++++ EXTRACTED ENTRIES
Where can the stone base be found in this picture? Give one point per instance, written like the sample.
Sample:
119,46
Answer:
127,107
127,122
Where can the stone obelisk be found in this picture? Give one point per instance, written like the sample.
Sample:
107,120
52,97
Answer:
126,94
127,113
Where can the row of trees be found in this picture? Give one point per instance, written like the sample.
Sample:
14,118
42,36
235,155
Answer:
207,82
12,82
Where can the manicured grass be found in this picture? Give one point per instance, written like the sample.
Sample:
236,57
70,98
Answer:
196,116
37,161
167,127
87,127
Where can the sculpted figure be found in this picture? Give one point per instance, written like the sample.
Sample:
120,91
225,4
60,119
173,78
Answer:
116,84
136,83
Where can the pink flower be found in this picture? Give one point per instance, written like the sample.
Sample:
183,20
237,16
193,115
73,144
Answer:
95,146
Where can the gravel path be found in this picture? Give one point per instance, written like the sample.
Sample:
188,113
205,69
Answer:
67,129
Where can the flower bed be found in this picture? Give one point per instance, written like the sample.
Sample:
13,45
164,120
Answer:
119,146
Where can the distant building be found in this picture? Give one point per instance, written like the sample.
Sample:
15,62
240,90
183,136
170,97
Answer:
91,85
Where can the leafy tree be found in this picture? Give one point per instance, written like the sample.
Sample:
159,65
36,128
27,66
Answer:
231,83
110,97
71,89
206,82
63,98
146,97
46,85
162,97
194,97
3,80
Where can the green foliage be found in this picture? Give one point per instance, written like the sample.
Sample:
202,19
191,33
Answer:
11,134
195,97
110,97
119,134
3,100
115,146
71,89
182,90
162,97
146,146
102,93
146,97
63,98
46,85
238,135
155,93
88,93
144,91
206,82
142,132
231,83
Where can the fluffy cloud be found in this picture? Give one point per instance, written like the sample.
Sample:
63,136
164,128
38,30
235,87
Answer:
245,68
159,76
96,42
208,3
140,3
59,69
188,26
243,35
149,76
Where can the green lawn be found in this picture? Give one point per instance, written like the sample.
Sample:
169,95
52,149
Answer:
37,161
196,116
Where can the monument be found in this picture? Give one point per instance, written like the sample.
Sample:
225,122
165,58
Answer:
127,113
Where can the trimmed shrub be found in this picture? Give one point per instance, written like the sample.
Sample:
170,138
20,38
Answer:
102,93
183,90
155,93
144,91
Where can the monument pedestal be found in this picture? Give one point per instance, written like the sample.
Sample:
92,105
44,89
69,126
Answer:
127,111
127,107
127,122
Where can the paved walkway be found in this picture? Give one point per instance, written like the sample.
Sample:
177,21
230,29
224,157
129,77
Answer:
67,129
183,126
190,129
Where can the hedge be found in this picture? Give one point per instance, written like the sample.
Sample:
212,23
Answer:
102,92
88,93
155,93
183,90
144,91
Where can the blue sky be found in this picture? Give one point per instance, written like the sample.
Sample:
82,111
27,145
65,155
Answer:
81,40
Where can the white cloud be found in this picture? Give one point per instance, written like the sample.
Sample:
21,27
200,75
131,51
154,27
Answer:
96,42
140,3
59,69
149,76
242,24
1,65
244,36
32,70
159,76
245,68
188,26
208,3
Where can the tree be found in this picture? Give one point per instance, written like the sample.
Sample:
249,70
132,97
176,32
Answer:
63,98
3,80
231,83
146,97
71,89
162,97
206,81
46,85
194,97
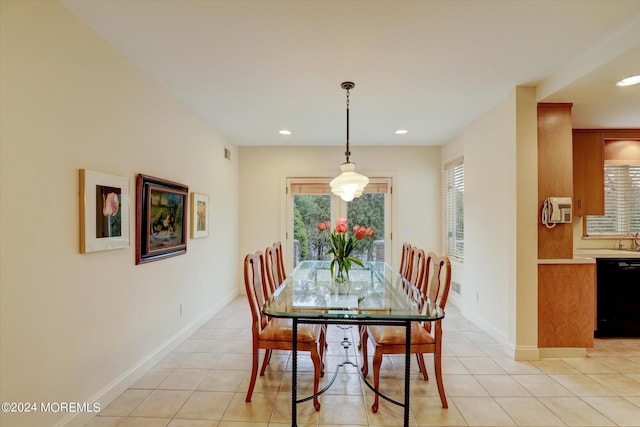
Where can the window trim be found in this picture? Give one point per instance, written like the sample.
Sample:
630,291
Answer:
457,254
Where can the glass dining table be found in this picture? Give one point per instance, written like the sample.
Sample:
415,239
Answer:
375,294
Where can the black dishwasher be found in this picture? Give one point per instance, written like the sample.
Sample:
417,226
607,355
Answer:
618,297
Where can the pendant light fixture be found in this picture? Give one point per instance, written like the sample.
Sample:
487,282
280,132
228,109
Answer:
349,184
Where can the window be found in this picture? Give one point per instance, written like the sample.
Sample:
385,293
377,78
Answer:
621,202
454,208
311,201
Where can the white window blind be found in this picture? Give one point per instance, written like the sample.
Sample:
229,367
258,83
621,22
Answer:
454,208
621,202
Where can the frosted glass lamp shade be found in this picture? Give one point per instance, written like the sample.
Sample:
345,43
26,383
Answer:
349,184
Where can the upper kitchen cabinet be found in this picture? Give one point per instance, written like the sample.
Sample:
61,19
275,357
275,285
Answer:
592,148
588,172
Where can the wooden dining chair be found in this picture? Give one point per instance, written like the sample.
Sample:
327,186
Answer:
404,260
426,337
274,266
275,333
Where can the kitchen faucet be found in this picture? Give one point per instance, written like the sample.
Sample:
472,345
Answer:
635,241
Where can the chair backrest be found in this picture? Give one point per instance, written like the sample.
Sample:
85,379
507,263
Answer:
271,269
439,280
417,267
281,271
404,261
256,287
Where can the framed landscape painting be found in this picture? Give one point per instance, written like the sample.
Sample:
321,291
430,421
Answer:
199,215
161,219
104,211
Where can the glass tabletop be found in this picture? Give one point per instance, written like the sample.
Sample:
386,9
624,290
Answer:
375,292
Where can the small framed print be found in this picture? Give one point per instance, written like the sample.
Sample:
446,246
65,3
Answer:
199,215
161,219
104,211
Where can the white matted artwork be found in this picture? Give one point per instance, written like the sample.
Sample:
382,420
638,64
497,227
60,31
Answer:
104,211
199,215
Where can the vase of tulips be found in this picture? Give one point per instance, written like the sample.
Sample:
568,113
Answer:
341,245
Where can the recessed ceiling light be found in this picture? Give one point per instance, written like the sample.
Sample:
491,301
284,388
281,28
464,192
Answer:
633,80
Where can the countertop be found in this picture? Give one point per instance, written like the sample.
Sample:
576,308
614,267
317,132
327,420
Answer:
605,253
588,256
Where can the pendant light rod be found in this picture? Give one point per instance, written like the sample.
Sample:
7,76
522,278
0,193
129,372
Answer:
347,86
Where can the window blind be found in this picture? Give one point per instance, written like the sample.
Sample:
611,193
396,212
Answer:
454,208
621,202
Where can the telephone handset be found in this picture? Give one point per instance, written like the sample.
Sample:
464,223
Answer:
556,210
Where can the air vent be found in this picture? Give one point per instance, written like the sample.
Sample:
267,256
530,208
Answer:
456,287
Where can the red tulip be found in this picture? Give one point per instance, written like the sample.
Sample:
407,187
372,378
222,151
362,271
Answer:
110,204
341,225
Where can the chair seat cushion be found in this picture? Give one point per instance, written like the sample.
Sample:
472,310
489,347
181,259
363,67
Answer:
396,335
282,330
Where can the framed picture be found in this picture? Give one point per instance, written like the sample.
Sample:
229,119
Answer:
104,211
199,215
161,219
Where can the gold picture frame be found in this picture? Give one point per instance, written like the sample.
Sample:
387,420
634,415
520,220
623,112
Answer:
199,215
104,211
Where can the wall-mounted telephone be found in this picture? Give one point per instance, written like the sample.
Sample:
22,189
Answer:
556,210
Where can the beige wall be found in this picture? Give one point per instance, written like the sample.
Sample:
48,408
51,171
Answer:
81,327
416,203
498,275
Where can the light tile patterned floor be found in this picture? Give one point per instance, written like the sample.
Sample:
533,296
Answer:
204,381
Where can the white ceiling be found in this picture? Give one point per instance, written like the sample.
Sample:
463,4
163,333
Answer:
252,67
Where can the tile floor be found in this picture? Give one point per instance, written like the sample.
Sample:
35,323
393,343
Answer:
204,381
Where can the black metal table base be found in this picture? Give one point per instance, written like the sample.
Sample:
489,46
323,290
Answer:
346,344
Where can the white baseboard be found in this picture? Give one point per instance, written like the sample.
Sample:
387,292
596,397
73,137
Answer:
119,385
526,352
563,352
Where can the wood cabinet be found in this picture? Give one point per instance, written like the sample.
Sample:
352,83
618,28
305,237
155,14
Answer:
588,172
566,305
588,166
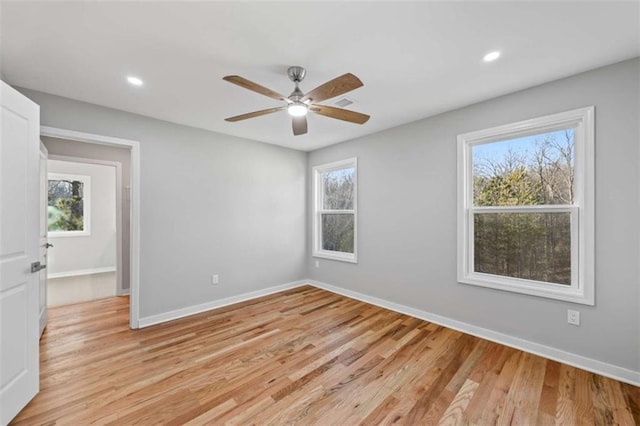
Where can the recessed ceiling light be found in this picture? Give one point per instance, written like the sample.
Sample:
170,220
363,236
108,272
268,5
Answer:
491,56
135,81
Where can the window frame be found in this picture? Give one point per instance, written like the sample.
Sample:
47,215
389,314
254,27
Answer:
318,210
582,228
86,204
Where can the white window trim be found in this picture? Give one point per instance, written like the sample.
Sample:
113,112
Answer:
582,289
318,211
86,205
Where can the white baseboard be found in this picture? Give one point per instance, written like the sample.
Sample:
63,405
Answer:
191,310
589,364
76,273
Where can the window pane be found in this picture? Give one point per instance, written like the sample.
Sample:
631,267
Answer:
338,232
534,246
338,189
65,208
532,170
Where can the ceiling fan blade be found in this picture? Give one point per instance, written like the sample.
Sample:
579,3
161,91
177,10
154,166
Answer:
340,114
299,125
255,114
336,87
255,87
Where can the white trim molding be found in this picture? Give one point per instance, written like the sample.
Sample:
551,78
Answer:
214,304
581,288
78,272
86,204
319,210
134,240
599,367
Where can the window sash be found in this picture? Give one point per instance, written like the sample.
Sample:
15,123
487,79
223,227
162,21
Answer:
581,212
319,211
505,280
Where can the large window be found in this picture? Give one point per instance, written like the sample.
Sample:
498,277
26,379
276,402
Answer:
525,207
335,219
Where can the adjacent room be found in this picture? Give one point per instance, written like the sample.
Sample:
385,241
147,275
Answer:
320,212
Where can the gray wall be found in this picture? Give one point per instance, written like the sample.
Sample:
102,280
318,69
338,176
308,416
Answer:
407,219
210,203
105,153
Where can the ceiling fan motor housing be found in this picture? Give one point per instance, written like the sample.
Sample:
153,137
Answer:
296,73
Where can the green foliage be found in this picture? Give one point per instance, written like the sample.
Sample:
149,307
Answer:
514,188
65,206
526,245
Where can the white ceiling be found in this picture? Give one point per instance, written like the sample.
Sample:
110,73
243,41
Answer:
416,59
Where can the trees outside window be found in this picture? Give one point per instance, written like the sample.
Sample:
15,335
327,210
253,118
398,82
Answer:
526,207
334,235
69,204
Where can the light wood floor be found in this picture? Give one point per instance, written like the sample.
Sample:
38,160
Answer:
303,356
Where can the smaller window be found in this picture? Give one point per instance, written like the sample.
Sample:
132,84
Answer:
69,205
335,218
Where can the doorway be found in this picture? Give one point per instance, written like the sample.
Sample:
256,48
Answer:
84,215
66,144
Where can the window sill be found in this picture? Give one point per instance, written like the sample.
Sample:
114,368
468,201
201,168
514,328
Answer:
334,255
532,288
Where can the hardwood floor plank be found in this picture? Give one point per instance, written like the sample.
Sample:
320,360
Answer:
302,356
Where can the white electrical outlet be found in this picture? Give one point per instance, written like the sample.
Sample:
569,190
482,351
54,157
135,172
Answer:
573,317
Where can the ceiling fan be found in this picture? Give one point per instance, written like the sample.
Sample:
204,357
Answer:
299,103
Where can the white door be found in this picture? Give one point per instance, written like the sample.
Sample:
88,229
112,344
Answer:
44,242
19,229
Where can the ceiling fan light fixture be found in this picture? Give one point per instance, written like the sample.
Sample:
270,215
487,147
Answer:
297,109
++++++++
All lines from the one with "Where can the hardwood" through the final line above are to be quoted exactly; quote no other line.

▶ _PROBLEM SOLUTION_
Where can the hardwood floor plank be found in this picture? Give one point per instance, written like the sample.
Sample:
320,360
Answer:
302,356
Where can the white electrical outlet be found in this picture? Give one point per instance, written like the sample.
Sample:
569,190
482,351
54,157
135,172
Answer:
573,317
Where can the ceiling fan be found in this picture? Give one point per instance, written like the sample.
Sample:
204,357
Answer:
299,103
Where can the white door be found in this picture? Give one point per instance, written like the sample.
Sample:
88,229
112,344
Answer:
44,242
19,229
Where can the ceiling fan light fixture be found in this picture? Give one point per instance, written like the sample.
Sample:
270,215
487,147
Answer:
297,109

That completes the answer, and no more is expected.